GIVEN TASK: Add 3 to each coordinate value in the answers of the items below, from the line containing "Objective — one point per instance of the white shed" through the line containing "[[429, 257]]". Reproduce every line in that stretch, with all other text left unchanged.

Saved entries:
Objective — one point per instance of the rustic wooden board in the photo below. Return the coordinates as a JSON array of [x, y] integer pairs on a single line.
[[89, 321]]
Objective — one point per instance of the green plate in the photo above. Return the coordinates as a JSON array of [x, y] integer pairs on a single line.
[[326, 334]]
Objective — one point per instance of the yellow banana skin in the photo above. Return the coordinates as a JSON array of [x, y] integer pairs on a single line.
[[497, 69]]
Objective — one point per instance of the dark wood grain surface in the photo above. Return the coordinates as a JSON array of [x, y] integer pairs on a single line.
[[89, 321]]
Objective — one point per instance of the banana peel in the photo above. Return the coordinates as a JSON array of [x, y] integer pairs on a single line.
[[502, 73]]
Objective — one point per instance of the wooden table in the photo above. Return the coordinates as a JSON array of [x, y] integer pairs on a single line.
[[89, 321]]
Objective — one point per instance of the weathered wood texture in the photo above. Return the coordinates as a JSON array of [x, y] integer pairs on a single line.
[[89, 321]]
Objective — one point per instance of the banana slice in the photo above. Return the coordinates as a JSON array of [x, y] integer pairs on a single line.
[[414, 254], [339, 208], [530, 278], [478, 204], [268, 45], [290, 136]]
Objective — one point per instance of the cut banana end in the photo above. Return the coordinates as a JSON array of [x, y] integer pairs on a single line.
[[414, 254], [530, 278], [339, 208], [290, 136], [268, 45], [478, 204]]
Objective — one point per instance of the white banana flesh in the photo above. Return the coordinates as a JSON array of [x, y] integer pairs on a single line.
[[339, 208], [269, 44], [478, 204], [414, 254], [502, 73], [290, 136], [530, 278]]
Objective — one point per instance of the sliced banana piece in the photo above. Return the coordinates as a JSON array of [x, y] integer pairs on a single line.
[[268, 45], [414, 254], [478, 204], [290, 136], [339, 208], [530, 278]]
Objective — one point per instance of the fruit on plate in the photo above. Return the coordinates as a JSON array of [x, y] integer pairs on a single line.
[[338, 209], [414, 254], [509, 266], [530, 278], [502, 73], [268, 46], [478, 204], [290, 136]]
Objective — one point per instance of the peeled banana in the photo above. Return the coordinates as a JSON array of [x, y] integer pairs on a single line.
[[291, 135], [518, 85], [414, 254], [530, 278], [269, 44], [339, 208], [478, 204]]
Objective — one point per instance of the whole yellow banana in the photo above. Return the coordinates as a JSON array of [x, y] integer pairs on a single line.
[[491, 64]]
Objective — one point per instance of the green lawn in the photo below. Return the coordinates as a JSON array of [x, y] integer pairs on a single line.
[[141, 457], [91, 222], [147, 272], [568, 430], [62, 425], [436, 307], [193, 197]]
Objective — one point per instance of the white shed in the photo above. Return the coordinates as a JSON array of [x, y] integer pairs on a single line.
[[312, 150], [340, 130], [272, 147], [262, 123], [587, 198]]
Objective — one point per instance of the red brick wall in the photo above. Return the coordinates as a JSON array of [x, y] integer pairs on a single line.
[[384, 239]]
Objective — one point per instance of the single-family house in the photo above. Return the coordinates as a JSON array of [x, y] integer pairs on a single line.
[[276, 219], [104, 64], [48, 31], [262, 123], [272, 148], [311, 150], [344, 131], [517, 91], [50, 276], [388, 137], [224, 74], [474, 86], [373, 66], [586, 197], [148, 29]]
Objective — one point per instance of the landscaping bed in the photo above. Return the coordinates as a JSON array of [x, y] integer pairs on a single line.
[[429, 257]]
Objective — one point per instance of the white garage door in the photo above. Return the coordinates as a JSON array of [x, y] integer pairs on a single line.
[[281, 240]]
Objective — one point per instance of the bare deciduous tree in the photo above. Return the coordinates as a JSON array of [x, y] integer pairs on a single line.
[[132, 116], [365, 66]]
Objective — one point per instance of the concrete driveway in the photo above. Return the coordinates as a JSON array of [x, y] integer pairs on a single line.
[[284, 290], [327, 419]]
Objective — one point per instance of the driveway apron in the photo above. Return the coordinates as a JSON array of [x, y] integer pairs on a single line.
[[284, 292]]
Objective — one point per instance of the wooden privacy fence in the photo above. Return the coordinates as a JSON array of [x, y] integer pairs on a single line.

SOLUTION TO THE PROBLEM:
Objective — one point per instance of the white shed in the photo above. Return the coordinates as a JSON array of [x, y] integer pairs on a single line.
[[315, 153], [343, 133], [275, 150], [265, 126], [590, 201]]
Objective — one point per instance of the red brick wall in the photo above. Return the coordinates as a JSON array of [x, y] integer pairs on a single line.
[[387, 242]]
Objective — one point per instance of the single-family house in the photo above. Return the coordinates as a JSON array of [x, y] integer pairs on a single line.
[[279, 222], [107, 67], [51, 34], [265, 126], [275, 151], [314, 153], [347, 134], [520, 94], [53, 279], [391, 140], [227, 77], [477, 89], [376, 69], [589, 200], [151, 32]]
Objective — one point per instance of the landscaping bed in the photo above. Return the coordinates as a JSON array of [x, y] integer pairs on a single line.
[[432, 260]]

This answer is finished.